The problem
Can you collect and copy out every line in the records below that contains the word "white"?

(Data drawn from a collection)

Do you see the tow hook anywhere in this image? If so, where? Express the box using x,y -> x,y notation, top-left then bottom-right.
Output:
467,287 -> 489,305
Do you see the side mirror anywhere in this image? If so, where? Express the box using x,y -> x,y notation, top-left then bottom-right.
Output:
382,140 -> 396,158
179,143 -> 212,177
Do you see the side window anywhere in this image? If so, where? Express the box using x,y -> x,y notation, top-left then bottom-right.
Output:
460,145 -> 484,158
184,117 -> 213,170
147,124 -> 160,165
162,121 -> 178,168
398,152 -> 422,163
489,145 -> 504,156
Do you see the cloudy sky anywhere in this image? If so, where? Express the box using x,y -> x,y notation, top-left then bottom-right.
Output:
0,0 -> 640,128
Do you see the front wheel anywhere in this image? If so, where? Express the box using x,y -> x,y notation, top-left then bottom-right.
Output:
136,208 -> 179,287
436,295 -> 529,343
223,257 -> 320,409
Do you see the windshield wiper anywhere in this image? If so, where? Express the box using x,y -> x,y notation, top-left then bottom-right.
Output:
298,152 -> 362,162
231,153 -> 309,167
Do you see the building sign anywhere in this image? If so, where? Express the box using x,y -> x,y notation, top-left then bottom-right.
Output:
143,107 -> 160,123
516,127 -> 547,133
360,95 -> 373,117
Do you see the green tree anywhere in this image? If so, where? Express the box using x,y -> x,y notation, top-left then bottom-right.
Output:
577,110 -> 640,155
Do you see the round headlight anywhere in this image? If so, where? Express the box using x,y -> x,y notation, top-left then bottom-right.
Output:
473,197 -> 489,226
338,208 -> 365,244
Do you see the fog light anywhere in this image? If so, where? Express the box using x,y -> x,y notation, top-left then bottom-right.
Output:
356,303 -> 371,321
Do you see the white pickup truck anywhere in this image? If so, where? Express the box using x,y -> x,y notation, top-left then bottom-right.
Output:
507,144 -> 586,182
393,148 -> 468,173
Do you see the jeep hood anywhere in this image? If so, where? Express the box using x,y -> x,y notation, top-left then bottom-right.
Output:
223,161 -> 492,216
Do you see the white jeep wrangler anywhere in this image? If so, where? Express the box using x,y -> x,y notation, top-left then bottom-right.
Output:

Written response
Do you see the white pickup truck anywhere in this image? If so, where? Express the box using x,y -> x,y notation, top-left then bottom-right.
Do you see the white jeep wrangler anywhere in this image? If so, where? Express the box using x,y -> x,y notation, top-left then bottom-right.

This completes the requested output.